"""
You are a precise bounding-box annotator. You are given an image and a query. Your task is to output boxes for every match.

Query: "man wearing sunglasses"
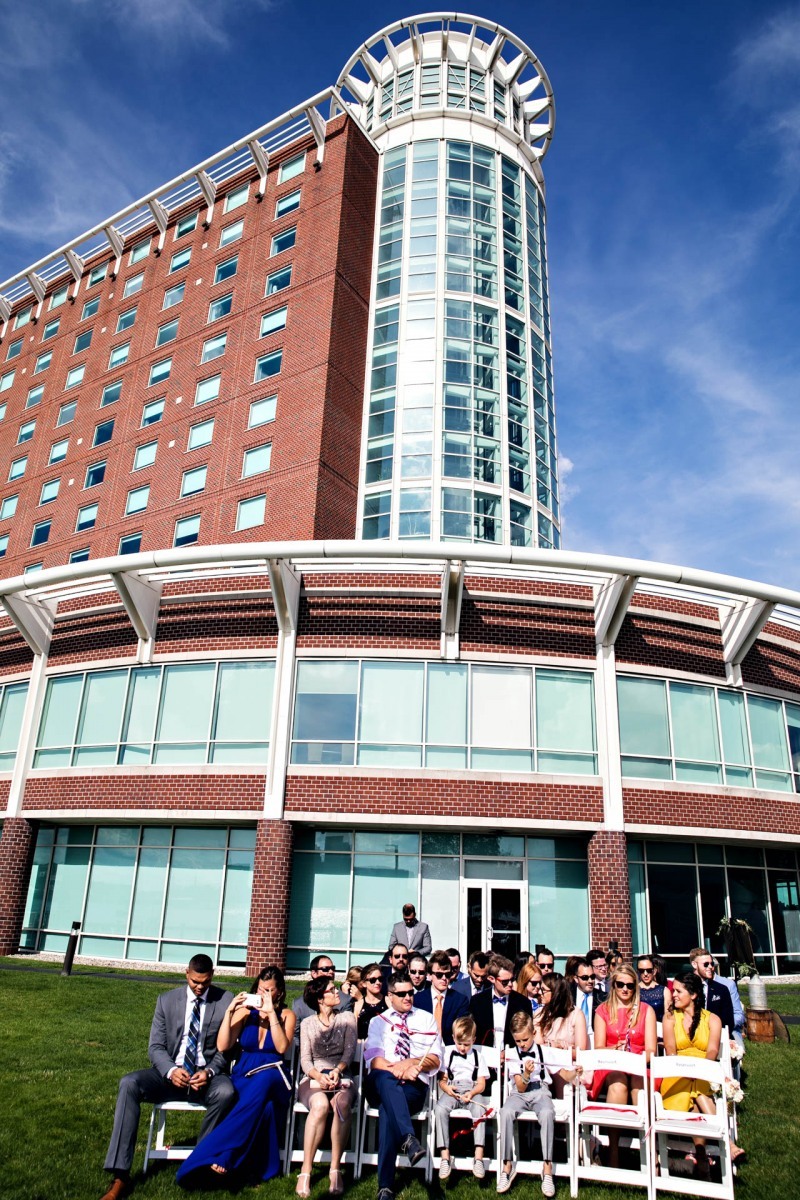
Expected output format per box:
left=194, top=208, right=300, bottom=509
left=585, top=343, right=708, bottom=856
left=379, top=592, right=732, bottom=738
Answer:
left=570, top=958, right=599, bottom=1035
left=408, top=955, right=429, bottom=993
left=364, top=972, right=443, bottom=1200
left=469, top=955, right=530, bottom=1050
left=414, top=949, right=469, bottom=1044
left=388, top=902, right=432, bottom=957
left=292, top=954, right=353, bottom=1035
left=690, top=947, right=735, bottom=1034
left=381, top=943, right=411, bottom=993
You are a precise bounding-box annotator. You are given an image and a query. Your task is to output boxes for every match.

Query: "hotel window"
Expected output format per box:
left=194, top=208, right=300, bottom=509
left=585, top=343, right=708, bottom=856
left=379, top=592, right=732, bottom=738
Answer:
left=9, top=457, right=27, bottom=481
left=181, top=465, right=207, bottom=496
left=126, top=485, right=150, bottom=515
left=175, top=212, right=198, bottom=238
left=195, top=375, right=221, bottom=405
left=76, top=504, right=98, bottom=532
left=133, top=441, right=157, bottom=470
left=129, top=238, right=150, bottom=264
left=142, top=398, right=165, bottom=426
left=163, top=281, right=185, bottom=309
left=14, top=306, right=32, bottom=329
left=74, top=330, right=93, bottom=354
left=224, top=183, right=249, bottom=212
left=278, top=152, right=305, bottom=182
left=57, top=400, right=76, bottom=426
left=49, top=284, right=69, bottom=310
left=156, top=319, right=179, bottom=347
left=0, top=534, right=8, bottom=557
left=220, top=219, right=244, bottom=247
left=260, top=307, right=287, bottom=337
left=93, top=420, right=114, bottom=447
left=242, top=443, right=272, bottom=478
left=123, top=272, right=144, bottom=298
left=119, top=532, right=142, bottom=554
left=88, top=263, right=107, bottom=286
left=235, top=494, right=266, bottom=531
left=82, top=297, right=100, bottom=319
left=208, top=293, right=232, bottom=322
left=174, top=514, right=200, bottom=547
left=254, top=350, right=282, bottom=382
left=39, top=479, right=60, bottom=504
left=270, top=227, right=296, bottom=255
left=26, top=563, right=43, bottom=573
left=42, top=318, right=60, bottom=340
left=66, top=364, right=86, bottom=388
left=266, top=265, right=291, bottom=295
left=188, top=418, right=214, bottom=450
left=6, top=339, right=22, bottom=361
left=0, top=370, right=15, bottom=392
left=169, top=247, right=191, bottom=273
left=0, top=403, right=5, bottom=421
left=18, top=420, right=35, bottom=444
left=84, top=461, right=106, bottom=488
left=116, top=307, right=137, bottom=333
left=1, top=495, right=18, bottom=520
left=70, top=547, right=90, bottom=563
left=101, top=380, right=122, bottom=407
left=49, top=439, right=69, bottom=464
left=249, top=395, right=276, bottom=428
left=34, top=351, right=52, bottom=374
left=275, top=188, right=301, bottom=217
left=26, top=385, right=44, bottom=408
left=148, top=358, right=171, bottom=386
left=31, top=520, right=51, bottom=547
left=200, top=332, right=227, bottom=363
left=108, top=344, right=129, bottom=369
left=214, top=255, right=238, bottom=284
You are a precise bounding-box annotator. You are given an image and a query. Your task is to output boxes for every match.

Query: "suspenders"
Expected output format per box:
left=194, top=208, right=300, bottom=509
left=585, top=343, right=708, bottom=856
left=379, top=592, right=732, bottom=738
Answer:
left=446, top=1047, right=480, bottom=1083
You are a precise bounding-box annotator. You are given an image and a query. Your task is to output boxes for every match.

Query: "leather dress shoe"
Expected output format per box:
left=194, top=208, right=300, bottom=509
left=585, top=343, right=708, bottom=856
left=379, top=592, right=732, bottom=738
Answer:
left=100, top=1178, right=129, bottom=1200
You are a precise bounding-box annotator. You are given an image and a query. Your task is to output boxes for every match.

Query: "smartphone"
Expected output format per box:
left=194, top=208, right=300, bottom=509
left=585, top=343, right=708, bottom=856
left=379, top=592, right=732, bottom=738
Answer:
left=242, top=994, right=263, bottom=1008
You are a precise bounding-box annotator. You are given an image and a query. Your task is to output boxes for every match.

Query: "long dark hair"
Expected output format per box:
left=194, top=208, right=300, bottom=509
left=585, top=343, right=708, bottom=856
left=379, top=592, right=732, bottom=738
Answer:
left=671, top=971, right=704, bottom=1040
left=251, top=964, right=286, bottom=1013
left=537, top=972, right=574, bottom=1039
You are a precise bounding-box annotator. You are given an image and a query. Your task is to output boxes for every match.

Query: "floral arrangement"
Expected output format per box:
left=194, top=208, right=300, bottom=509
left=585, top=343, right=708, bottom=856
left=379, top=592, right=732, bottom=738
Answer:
left=712, top=1076, right=744, bottom=1104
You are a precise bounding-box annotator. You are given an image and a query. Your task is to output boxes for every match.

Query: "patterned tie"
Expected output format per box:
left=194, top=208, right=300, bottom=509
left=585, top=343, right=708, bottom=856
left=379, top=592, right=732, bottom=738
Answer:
left=434, top=994, right=443, bottom=1033
left=183, top=997, right=202, bottom=1077
left=396, top=1017, right=411, bottom=1060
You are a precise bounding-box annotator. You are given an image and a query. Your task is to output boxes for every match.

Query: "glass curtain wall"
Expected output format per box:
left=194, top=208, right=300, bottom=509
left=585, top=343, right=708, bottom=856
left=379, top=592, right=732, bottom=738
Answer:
left=22, top=824, right=255, bottom=965
left=0, top=680, right=28, bottom=767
"""
*WHAT YOU HAVE TO DO*:
Reproduce each line above precisely, with no pictures.

*YOUR RESPONSE*:
You are a precise bounding-box annotator. You are given an image and a query. Your task is to output boxes for every match.

Query: "man wearing sunglasses"
Expected output format per box:
left=194, top=208, right=300, bottom=509
left=585, top=343, right=708, bottom=856
left=379, top=592, right=732, bottom=738
Answer:
left=570, top=958, right=599, bottom=1035
left=408, top=955, right=429, bottom=993
left=364, top=972, right=443, bottom=1200
left=469, top=955, right=530, bottom=1050
left=414, top=949, right=469, bottom=1044
left=388, top=902, right=432, bottom=957
left=292, top=954, right=353, bottom=1035
left=690, top=947, right=735, bottom=1034
left=381, top=943, right=411, bottom=993
You are a precise bounding-box annotator. You are given an image and a query. Your task is to output boxes for every match.

Query: "hotel window"
Expected output format per box:
left=194, top=208, right=300, bottom=509
left=585, top=343, right=708, bottom=856
left=379, top=592, right=732, bottom=738
Answer:
left=9, top=457, right=27, bottom=481
left=181, top=465, right=207, bottom=496
left=126, top=485, right=150, bottom=515
left=175, top=212, right=198, bottom=238
left=195, top=375, right=221, bottom=405
left=76, top=504, right=98, bottom=532
left=133, top=441, right=157, bottom=470
left=129, top=238, right=150, bottom=264
left=142, top=398, right=165, bottom=426
left=163, top=281, right=185, bottom=309
left=14, top=306, right=32, bottom=329
left=74, top=330, right=93, bottom=354
left=224, top=183, right=249, bottom=212
left=278, top=152, right=305, bottom=182
left=57, top=400, right=76, bottom=426
left=49, top=284, right=69, bottom=310
left=156, top=319, right=179, bottom=347
left=0, top=534, right=8, bottom=557
left=220, top=219, right=244, bottom=247
left=260, top=307, right=287, bottom=337
left=93, top=420, right=114, bottom=447
left=242, top=443, right=272, bottom=478
left=123, top=272, right=144, bottom=298
left=119, top=532, right=142, bottom=554
left=88, top=263, right=107, bottom=286
left=235, top=494, right=266, bottom=531
left=82, top=297, right=100, bottom=319
left=208, top=293, right=232, bottom=322
left=174, top=514, right=200, bottom=547
left=254, top=350, right=282, bottom=382
left=39, top=479, right=60, bottom=504
left=270, top=227, right=296, bottom=255
left=26, top=563, right=43, bottom=573
left=42, top=318, right=60, bottom=340
left=66, top=364, right=86, bottom=388
left=266, top=265, right=291, bottom=295
left=188, top=418, right=214, bottom=450
left=6, top=339, right=22, bottom=361
left=0, top=370, right=15, bottom=392
left=169, top=247, right=191, bottom=273
left=0, top=403, right=5, bottom=421
left=18, top=420, right=35, bottom=444
left=84, top=461, right=106, bottom=488
left=116, top=307, right=137, bottom=333
left=1, top=495, right=18, bottom=520
left=70, top=547, right=90, bottom=563
left=101, top=380, right=122, bottom=407
left=49, top=439, right=69, bottom=464
left=249, top=395, right=276, bottom=428
left=34, top=351, right=52, bottom=374
left=275, top=188, right=301, bottom=217
left=26, top=385, right=44, bottom=408
left=148, top=358, right=171, bottom=386
left=31, top=520, right=51, bottom=547
left=200, top=332, right=227, bottom=363
left=108, top=344, right=129, bottom=369
left=214, top=255, right=238, bottom=284
You are a precise bounding-box annotator. You are given an image and a query. Your task is to output boxes for every match.

Query: "suspenders"
Expected output format per box:
left=194, top=208, right=300, bottom=509
left=585, top=343, right=708, bottom=856
left=379, top=592, right=732, bottom=738
Answer:
left=446, top=1047, right=480, bottom=1083
You are a precise bounding-box annotator. You are given an image and a query. Your task is to output boxes for every match.

Query: "leather dress shoe"
Expected output format per box:
left=194, top=208, right=300, bottom=509
left=585, top=343, right=708, bottom=856
left=379, top=592, right=732, bottom=738
Answer:
left=100, top=1178, right=129, bottom=1200
You are a precise bounding-box annotator. You are given an image and a query. Your task is to output boxes for every match.

Query: "smartphone"
Expected output format per box:
left=194, top=208, right=300, bottom=509
left=585, top=343, right=708, bottom=856
left=379, top=592, right=732, bottom=738
Answer:
left=242, top=994, right=263, bottom=1008
You are a precise bounding-box annotator. You are given an image and a query. Your task is to output boxes for every match.

Query: "long dark hair"
Expected output format per box:
left=194, top=208, right=300, bottom=509
left=585, top=343, right=708, bottom=856
left=379, top=592, right=732, bottom=738
Answer:
left=671, top=971, right=704, bottom=1040
left=251, top=964, right=286, bottom=1013
left=537, top=972, right=574, bottom=1039
You are a precise bounding-box annotator. You are given an image and a query. Your task is to output boxes for every match.

Query: "floral arrangement"
Expected output format per box:
left=194, top=208, right=300, bottom=509
left=585, top=343, right=708, bottom=856
left=379, top=592, right=732, bottom=738
Answer:
left=712, top=1076, right=744, bottom=1104
You are a precise bounding-box annotator. You are given an image and a query. Your task is to output boxes for every match.

Query: "patterned tie"
Expected output format per box:
left=194, top=208, right=300, bottom=509
left=585, top=343, right=708, bottom=856
left=379, top=592, right=732, bottom=738
Answer:
left=434, top=994, right=443, bottom=1033
left=183, top=997, right=202, bottom=1077
left=396, top=1017, right=411, bottom=1060
You are a precise bounding-box annotator. You are given an image and a query. Your task is to output boxes for every match.

Query: "glass curtain wall"
Expected output format per box:
left=194, top=208, right=300, bottom=509
left=585, top=343, right=708, bottom=856
left=379, top=592, right=732, bottom=738
Answer:
left=22, top=824, right=255, bottom=965
left=0, top=680, right=28, bottom=767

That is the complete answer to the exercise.